=== Begin Enclosure ===
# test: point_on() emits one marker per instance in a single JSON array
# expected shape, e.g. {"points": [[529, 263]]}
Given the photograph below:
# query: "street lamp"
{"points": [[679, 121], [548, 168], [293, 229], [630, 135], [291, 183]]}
=== End Enclosure ===
## Try it
Reproduce the full listing above, character for character.

## Task answer
# test: point_on() emits one marker per instance in a single JSON array
# expected shape, e.g. {"points": [[529, 263]]}
Given the photograph below:
# query: "street lamp"
{"points": [[679, 121], [548, 168], [293, 229], [630, 135], [291, 183]]}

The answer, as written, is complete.